BEGIN Text segment
The bout with Pettis was rescheduled to UFC 226. At weight-ins, Chiesa weighed in at 157.5 pounds, 1.5 pounds over the lightweight limit of 156 pounds. As a result, the fight proceeded at a catchweight bout and Chiesa forfeited 30% of his purse to Pettis. Chiesa lost the fight via submission in round two. Shortly after the loss, Chiesa announced going up to welterweight division.

====Move up to Welterweight====
Chiesa faced Carlos Condit on December 29, 2018, at UFC 232. He won the fight via submission in the second round.

Chiesa faced Diego Sanchez on July 6, 2019, at UFC 239. He won the fight via unanimous decision. Chiesa dedicated the win to the memory of Jess Roskelley.

Chiesa faced Rafael dos Anjos on January 25, 2020, at UFC Fight Night 166. He won the fight via unanimous decision.

Chiesa faced Neil Magny on January 20, 2021, at UFC on ESPN 20. Chiesa won the fight via unanimous decision after controlling Magny on the ground for most of the 5 rounds.

Chiesa faced Vicente Luque on August 7, 2021, at UFC 265. He lost the fight via a submission in round one.

Chiesa faced Sean Brady on November 20, 2021, at UFC Fight Night 198. He lost the bout via unanimous decision.

Chiesa was scheduled to face Li Jingliang on April 8, 2023, at UFC 287. However, Jingliang pulled out of the bout due to a spine injury.

Chiesa faced Kevin Holland on July 29, 2023, at UFC 291, losing the bout via a brabo choke submission in round one.

Chiesa faced Tony Ferguson on August 3, 2024, at UFC on ABC 7. He won the fight via a rear-naked choke submission in the first round.

On his birthday, Chiesa faced Max Griffin on December 7, 2024, at UFC 310. He won the fight via a rear-naked choke submission in the third round.
END Text segment
BEGIN Supplied records
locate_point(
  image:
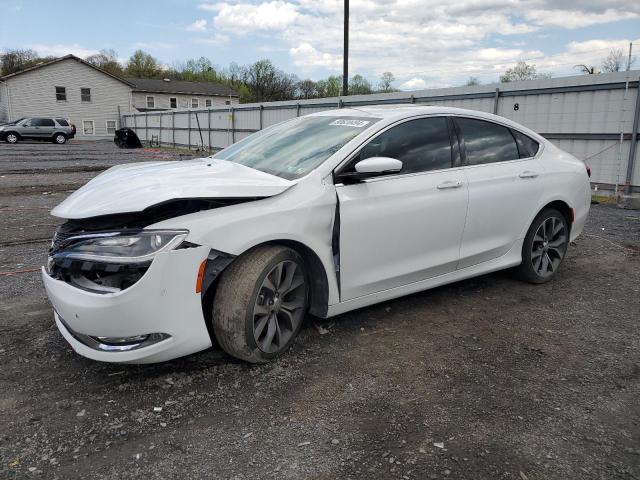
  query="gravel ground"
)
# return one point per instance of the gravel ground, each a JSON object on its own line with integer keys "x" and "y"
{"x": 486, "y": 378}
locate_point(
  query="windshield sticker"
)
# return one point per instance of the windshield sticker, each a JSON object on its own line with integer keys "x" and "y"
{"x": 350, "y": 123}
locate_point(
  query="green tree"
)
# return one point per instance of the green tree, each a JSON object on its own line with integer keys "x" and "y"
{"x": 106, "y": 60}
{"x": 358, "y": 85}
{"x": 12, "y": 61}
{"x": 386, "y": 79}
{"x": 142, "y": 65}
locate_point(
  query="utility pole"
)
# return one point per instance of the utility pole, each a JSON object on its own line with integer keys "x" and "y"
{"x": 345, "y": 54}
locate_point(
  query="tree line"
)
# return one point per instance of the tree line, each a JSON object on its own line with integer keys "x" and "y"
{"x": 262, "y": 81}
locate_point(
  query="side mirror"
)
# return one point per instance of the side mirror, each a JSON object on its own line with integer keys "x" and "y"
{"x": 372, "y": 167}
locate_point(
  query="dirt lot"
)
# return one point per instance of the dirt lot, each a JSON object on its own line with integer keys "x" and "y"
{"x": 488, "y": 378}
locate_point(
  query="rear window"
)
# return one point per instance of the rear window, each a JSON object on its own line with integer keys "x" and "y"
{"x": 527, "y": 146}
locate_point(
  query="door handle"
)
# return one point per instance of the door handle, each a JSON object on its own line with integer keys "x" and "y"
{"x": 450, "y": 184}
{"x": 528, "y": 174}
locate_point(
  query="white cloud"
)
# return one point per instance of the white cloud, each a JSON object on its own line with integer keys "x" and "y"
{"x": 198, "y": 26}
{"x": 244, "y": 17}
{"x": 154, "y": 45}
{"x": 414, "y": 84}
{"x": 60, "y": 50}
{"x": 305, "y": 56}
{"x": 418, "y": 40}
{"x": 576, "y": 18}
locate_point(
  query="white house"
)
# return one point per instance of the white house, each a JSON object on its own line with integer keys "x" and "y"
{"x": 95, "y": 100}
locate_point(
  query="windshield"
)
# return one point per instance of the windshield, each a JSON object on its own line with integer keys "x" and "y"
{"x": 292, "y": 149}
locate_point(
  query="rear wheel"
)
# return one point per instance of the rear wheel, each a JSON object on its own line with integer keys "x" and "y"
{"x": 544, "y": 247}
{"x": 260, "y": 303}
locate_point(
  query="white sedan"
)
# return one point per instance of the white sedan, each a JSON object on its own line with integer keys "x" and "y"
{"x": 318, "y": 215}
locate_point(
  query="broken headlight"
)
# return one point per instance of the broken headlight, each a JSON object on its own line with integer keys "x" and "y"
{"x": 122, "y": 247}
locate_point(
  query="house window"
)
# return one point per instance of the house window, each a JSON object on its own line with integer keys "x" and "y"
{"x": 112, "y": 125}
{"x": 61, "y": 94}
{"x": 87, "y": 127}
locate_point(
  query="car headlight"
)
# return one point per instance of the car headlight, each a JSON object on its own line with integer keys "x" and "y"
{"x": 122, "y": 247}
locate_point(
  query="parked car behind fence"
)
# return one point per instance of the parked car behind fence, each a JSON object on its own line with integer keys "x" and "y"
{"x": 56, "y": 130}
END Supplied records
BEGIN Supplied records
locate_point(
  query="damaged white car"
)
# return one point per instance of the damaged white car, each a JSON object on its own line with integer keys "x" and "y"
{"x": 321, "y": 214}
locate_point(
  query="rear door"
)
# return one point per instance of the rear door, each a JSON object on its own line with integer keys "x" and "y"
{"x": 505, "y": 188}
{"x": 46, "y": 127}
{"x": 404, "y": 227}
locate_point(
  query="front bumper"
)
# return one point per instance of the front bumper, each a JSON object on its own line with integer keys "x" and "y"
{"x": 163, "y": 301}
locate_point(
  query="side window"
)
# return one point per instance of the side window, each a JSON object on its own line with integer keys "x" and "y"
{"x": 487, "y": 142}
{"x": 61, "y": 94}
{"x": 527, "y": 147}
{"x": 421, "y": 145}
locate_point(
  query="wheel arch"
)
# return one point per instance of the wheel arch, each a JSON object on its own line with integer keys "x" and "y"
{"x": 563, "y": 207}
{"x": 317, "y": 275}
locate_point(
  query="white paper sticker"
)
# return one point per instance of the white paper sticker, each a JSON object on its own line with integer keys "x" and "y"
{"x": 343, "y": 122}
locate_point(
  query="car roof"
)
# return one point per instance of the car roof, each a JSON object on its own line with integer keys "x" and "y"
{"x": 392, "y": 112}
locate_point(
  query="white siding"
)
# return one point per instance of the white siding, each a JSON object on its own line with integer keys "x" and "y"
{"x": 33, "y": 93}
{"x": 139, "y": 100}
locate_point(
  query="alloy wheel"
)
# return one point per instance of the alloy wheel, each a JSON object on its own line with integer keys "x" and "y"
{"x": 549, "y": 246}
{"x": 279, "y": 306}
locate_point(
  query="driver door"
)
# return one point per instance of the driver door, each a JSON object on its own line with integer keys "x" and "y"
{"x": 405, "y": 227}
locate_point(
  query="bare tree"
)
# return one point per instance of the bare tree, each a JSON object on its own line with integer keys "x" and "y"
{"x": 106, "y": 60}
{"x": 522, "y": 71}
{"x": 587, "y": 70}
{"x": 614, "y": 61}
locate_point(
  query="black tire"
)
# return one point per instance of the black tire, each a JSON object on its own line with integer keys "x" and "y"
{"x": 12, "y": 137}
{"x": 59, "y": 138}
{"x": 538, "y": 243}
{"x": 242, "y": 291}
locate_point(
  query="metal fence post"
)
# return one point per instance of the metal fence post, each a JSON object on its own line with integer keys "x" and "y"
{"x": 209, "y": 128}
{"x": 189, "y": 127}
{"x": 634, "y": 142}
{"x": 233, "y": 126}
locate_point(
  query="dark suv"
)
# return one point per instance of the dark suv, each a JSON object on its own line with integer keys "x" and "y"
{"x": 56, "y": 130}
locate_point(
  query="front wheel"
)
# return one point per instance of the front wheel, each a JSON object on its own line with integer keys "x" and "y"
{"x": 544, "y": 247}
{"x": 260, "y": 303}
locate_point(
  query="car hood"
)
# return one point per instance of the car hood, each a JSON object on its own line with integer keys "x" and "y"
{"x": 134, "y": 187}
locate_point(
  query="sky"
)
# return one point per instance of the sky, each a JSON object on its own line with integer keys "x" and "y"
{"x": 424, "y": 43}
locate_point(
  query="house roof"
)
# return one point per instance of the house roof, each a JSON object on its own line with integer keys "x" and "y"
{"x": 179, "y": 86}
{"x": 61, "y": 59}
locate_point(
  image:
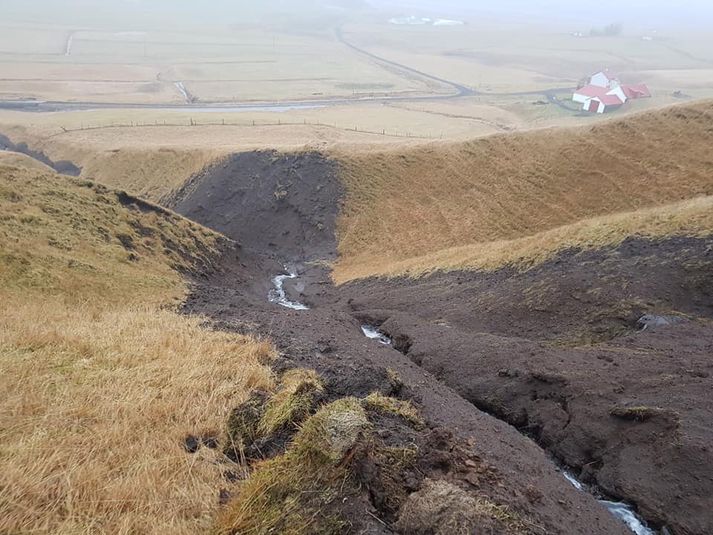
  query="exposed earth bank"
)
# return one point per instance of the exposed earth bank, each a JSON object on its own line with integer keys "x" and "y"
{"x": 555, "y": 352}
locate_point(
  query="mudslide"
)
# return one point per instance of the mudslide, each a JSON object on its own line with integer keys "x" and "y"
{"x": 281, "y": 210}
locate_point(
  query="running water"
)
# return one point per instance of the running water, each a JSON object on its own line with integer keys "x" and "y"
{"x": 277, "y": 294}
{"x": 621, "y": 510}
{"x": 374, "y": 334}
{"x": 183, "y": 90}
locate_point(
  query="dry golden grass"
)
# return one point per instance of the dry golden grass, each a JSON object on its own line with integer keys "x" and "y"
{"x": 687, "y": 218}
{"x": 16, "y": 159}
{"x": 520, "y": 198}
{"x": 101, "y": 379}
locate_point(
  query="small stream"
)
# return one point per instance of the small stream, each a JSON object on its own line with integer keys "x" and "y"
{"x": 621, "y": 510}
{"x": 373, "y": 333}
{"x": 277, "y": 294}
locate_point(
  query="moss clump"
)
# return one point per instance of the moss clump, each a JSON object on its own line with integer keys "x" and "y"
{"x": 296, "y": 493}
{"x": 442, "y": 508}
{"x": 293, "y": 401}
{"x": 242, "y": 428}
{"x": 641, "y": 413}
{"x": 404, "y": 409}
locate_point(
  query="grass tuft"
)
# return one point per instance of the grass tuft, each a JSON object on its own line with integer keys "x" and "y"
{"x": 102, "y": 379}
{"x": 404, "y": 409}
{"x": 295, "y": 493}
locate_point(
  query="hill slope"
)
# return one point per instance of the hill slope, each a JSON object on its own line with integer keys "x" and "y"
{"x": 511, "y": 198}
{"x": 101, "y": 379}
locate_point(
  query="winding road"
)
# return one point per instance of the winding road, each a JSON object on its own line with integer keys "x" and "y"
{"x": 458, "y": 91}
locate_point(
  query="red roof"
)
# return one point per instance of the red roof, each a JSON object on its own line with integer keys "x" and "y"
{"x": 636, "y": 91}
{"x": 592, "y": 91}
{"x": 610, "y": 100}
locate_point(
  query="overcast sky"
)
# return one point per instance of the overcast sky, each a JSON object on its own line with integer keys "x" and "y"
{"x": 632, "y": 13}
END Supplied records
BEGIN Supplied records
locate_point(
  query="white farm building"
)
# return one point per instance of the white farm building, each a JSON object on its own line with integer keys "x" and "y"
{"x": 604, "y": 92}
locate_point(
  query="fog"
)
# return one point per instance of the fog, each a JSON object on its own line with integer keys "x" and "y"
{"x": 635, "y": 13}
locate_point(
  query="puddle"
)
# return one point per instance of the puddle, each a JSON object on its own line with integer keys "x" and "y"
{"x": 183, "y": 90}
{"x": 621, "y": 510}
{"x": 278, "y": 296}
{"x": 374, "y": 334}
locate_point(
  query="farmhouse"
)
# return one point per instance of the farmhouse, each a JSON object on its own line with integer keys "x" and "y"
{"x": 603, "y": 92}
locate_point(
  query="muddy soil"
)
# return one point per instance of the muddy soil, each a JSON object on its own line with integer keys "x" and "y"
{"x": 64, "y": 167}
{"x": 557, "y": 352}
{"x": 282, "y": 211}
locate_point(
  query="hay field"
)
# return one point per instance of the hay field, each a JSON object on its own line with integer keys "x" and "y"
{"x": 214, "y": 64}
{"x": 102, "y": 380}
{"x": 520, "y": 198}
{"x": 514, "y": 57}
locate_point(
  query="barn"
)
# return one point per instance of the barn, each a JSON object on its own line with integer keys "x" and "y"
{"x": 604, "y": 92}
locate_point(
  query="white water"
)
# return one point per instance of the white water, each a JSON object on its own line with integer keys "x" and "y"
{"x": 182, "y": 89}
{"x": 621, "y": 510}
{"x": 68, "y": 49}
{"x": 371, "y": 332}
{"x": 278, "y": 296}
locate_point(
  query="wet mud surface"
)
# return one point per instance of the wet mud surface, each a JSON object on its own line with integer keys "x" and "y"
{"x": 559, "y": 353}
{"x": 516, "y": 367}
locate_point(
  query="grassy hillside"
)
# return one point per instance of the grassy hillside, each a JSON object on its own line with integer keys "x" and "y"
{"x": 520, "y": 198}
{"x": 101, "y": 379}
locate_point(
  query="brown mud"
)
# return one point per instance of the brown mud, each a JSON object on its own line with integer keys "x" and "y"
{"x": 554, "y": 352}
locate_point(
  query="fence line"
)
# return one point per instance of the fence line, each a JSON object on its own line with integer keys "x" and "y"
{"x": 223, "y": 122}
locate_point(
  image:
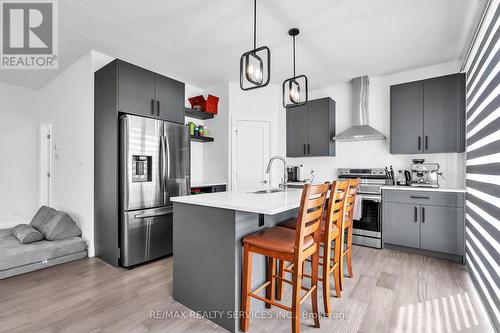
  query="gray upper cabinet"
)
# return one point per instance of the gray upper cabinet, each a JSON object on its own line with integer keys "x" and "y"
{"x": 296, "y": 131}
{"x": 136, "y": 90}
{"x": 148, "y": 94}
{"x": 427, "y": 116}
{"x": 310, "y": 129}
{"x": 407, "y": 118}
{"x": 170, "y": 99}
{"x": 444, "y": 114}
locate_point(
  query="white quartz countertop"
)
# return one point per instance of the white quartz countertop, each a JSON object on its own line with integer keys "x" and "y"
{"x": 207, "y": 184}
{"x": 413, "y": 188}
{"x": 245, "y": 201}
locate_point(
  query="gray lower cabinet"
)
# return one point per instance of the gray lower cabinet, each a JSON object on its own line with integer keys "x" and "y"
END Supplied records
• Activity 1: In the text on Chiesa's fights, how did Chiesa lose his bout against Kevin Holland?
• Activity 2: Set down part of the text on Chiesa's fights word for word: start at the words "Chiesa faced Sean" and end after the words "choke submission in round one.".
None of the point localization data is needed here.

• Written response 1: He lost by brabo choke submission in round one.

• Written response 2:
Chiesa faced Sean Brady on November 20, 2021, at UFC Fight Night 198. He lost the bout via unanimous decision.

Chiesa was scheduled to face Li Jingliang on April 8, 2023, at UFC 287. However, Jingliang pulled out of the bout due to a spine injury.

Chiesa faced Kevin Holland on July 29, 2023, at UFC 291, losing the bout via a brabo choke submission in round one.